##### Selected extract #####
On top of that, I think it can also be used more or less interchangeably with the word _švestka _in everyday language, although the latter is more usual.


----------



## Hrdlodus

Great Tchesko's description.
If you want tell about the violet fruit, the best option is "švestka".
(The word "švestka" is used for plum-tree too.)


----------



## Encolpius

So, slivovice is made of slíva and not of švestka? I haven't known that.


----------



## NokFrt

"slivovice" can be made of "švestka" or "slíva" or "bluma". I'm not an expert, but for me is "švestka" the same as "slíva", but the word "švestka" is much more common.


----------



## Tchesko

Encolpius said:


> So, slivovice is made of slíva and not of švestka? I haven't known that.



Well, it is made of _slíva_ which is a subspecies of _švestka_. But anyone will tell you that it is made of _švestka_...
By the way, there is a music festival taking place every year end August in Vizovice (South Moravia) where _slivovice _is made. The festival is called _Trnkobraní _and on its webpage you can read:

_Trnkobraní, které slaví letos již 45 let od svého vzniku, založili  vizovičtí nadšenci, aby oslavili nejvýznamnější plod tohoto regionu -  švestku (valašsky trnku) a její tradiční a oblíbený produkt – pravou  valašskou slivovici.
Trnkobraní, celebrating its 45th anniversary this year, was founded by aficionados from Vizovice__ in order to celebrate the most important fruit of the region -_  švestka_ (_trnka_ in Wallachian dialect) and its__ traditional and popular product - the genuine Wallachian _slivovice_._​
The fact that the word _trnka_ is used regionally to designate _švestka _or_slíva_ sometimes leads to misunderstandings, examples of which can be found online (e.g. here).


----------
#####
* Exercise tasks:
A. In the thread excerpt, condense the paragraph starting "The fact that the word trnka" into a short bulleted list that keeps its main facts.
B. Give the rows from the line holding "TARGET = blurred background" through the last line of the rows, inclusive, as a JSON list of strings with one string per line and blank lines omitted.
The thread excerpt and the rows that follow are unrelated.
##### Data shown #####
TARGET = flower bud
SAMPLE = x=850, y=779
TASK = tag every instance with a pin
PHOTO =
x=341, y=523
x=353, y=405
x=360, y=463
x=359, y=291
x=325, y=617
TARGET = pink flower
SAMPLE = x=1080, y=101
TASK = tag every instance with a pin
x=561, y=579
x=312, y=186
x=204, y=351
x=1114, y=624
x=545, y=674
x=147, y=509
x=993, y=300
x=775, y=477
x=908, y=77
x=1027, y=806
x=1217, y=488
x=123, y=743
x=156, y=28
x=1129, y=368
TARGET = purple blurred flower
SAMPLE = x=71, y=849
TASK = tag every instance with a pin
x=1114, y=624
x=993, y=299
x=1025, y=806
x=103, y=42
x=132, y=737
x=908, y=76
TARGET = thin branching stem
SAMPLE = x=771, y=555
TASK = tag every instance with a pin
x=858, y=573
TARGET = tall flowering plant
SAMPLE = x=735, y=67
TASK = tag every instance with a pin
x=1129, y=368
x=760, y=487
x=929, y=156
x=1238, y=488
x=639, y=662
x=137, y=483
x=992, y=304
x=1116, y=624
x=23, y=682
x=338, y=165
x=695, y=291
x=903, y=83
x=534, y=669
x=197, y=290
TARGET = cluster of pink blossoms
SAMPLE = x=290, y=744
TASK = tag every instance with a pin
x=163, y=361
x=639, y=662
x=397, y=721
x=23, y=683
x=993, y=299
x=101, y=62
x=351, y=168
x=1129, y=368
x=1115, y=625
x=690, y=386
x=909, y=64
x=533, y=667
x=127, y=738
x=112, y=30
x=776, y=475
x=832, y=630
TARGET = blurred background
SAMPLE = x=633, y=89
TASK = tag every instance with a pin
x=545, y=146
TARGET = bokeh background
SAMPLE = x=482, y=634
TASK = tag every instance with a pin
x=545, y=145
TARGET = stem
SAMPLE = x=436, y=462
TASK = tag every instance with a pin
#####
* Problem solutions:
A.
- The word *trnka* is used regionally for *švestka* or *slíva*.
- This sometimes leads to misunderstandings.
- Examples of such misunderstandings can be found online.

B.
[
  "TARGET = blurred background",
  "SAMPLE = x=633, y=89",
  "TASK = tag every instance with a pin",
  "x=545, y=146",
  "TARGET = bokeh background",
  "SAMPLE = x=482, y=634",
  "TASK = tag every instance with a pin",
  "x=545, y=145",
  "TARGET = stem",
  "SAMPLE = x=436, y=462",
  "TASK = tag every instance with a pin"
]